Please report every line of the listing below that has the word "rough" in it.

- [Data for the task]:
▬▬▬▬▬▬
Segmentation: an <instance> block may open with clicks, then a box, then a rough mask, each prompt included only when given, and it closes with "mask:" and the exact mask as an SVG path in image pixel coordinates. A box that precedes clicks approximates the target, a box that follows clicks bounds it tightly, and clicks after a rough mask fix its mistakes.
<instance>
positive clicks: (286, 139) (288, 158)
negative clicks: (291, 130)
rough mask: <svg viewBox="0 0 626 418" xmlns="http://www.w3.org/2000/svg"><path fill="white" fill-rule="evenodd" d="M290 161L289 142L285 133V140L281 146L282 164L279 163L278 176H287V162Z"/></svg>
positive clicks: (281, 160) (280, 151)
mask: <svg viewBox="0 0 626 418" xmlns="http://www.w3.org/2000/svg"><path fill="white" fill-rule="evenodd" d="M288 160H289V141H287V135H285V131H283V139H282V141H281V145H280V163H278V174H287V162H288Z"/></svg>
▬▬▬▬▬▬
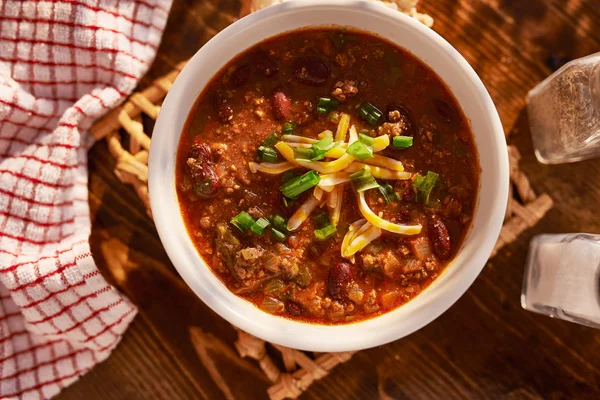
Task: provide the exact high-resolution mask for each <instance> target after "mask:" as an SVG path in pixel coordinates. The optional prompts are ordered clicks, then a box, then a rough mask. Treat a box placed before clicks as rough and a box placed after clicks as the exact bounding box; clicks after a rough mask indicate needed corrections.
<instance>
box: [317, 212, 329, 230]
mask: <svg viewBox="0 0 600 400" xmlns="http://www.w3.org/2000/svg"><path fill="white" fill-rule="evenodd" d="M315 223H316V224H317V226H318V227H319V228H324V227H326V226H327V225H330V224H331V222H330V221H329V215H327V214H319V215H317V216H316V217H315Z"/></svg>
▬▬▬▬▬▬
- [Expected answer]:
Segmentation: an <instance> block may open with clicks, then a box, then a rough mask, each prompt included only when given, and it closes with "mask:" and the exact mask as an SVG path in image pixel coordinates. A box that precedes clicks approximates the target, a box that follows clicks bounds it tightly, and clicks after a rough mask fix its mistakes.
rough mask: <svg viewBox="0 0 626 418" xmlns="http://www.w3.org/2000/svg"><path fill="white" fill-rule="evenodd" d="M290 161L289 142L285 133V140L281 146L282 164L279 163L278 176H287V162Z"/></svg>
Task: provide the exact high-resolution mask for each <instance> target after "mask:" as an SVG path in pixel coordinates. The optional prompts are ordered clicks, then a box, then a rough mask. Treat a box placed before clicks as rough and a box placed after clicks as the exact bounding box; clicks after a rough mask indicate needed corrections.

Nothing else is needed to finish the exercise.